▸ **EXTRAIT À LIRE**:
---*---

[Avignon OFF 2023] Des Chèvres en Corrèze au Théâtre Épiscène (Interview avec Dimitri Lepage)

De Dimitri Lepage, mise en scène de Jérôme Jacob-Paquay, avec Dimitri Lepage. Au Théâtre Épiscène à 10h du 6 au 29 juillet (relâche les 10, 17 et 24 juillet).

Des chèvres en Corrèze, un Belge à Avignon, un penseur au Théâtre. Quel meilleur spectacle pour commencer la journée que celui de Dimitri Lepage ? En plus, il nous accueille avec du café et des chocolats ! Et pour être accueillis, nous le sommes merveilleusement bien. À peine installés dans nos sièges, nous approchons de la grotte d’un certain Charles. Visiblement ce dernier vit reclus depuis longtemps et n’a plus l’habitude de rencontrer des gens. Alors, il veut que tout se passe bien, que nous nous sentions en sécurité. « On va se promettre que personne ne va casser la gueule à personne. Que personne ne va balancer de trucs. Ni même dire de connerie. Comme ça, si tout le monde promet, on pourra se sentir un peu plus en sécurité. »

Et voici que ce Charles, le Robinson Crusoé des temps modernes, propose de nous raconter une histoire. Celle d’un petit garçon. C’est à partir de ce premier récit que de belles réflexions nous sont exposées. Dimitri Lepage ouvre notre boîte crânienne, regarde à l’intérieur, observe, nous grattouille le cerveau et y souffle une vision bien plus claire sur tous nos questionnements et nos doutes.

---*---

▸ **LISTE**:

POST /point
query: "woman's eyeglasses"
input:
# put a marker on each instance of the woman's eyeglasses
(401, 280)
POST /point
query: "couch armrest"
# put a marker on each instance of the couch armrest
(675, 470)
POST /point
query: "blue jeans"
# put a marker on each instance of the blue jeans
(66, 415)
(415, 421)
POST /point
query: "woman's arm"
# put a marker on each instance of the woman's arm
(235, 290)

---*---

▸ **ACTIONS À MENER**:
1 > Pouvez-vous présenter toutes les lignes des entrées sous forme de tableau Markdown, avec une colonne « N° » pour le numéro de ligne et une colonne « Ligne » pour son texte, en laissant de côté les lignes vides ?
2 > Pourriez-vous prolonger la critique du spectacle Des Chèvres en Corrèze en reprenant juste après sa dernière phrase ?

▸ **RÉSULTATS PAR TÂCHE**:
1 >
| N° | Ligne |
|---|---|
| 1 | POST /point |
| 2 | query: "woman's eyeglasses" |
| 3 | input: |
| 4 | # put a marker on each instance of the woman's eyeglasses |
| 5 | (401, 280) |
| 6 | POST /point |
| 7 | query: "couch armrest" |
| 8 | # put a marker on each instance of the couch armrest |
| 9 | (675, 470) |
| 10 | POST /point |
| 11 | query: "blue jeans" |
| 12 | # put a marker on each instance of the blue jeans |
| 13 | (66, 415) |
| 14 | (415, 421) |
| 15 | POST /point |
| 16 | query: "woman's arm" |
| 17 | # put a marker on each instance of the woman's arm |
| 18 | (235, 290) |

2 >
Que ce soit sur ce que nous vivons en société au quotidien ou à certains moments de nos vies, les réflexions sont d’une pertinence déstabilisante. Et sans jamais nous confronter à un quelconque jugement ou à une critique de nous-mêmes. Ce spectacle est une ouverture des yeux sans y mettre les doigts en plein dedans. Du début à la fin, le personnage nous prend par la main et nous guide dans les méandres de sa méditation. Sa voix de conteur nous ensorcèle et nous apaise en même temps.

La scène est garnie d’objets et de souvenirs. Nos yeux se promènent sur le plateau et construisent le passé de Charles. Que fait-il avec ceci ou cela ? Tous ces détritus qui jonchent dans sa grotte. On observe comme on contemplerait la décoration bizarrement agencée de la maison d’un ami. Il n’y a pas besoin de plus pour que nous nous imaginions dans cette grotte.

Des chèvres en Corrèze est un voyage initiatique qui parle à chaque personne du public. Que nous soyons en quête de liberté ou dans un besoin vital de s’accrocher au quotidien sociétal, le message s’adresse à chacun et chacune d’entre nous. Nous pouvons, nous aussi, trouver nos chèvres en Corrèze.

Nous avons rencontré Dimitri Lepage, à Avignon, juste après la pièce Six Amours, de Julie Macqueron et Vincent Mignault, dans laquelle il joue également.

Christophe : La plupart des pièces doivent s’adapter au format Avignon, notamment pour la durée. Tu as dû faire des modifications pour jouer Des chèvres en Corrèze ici ?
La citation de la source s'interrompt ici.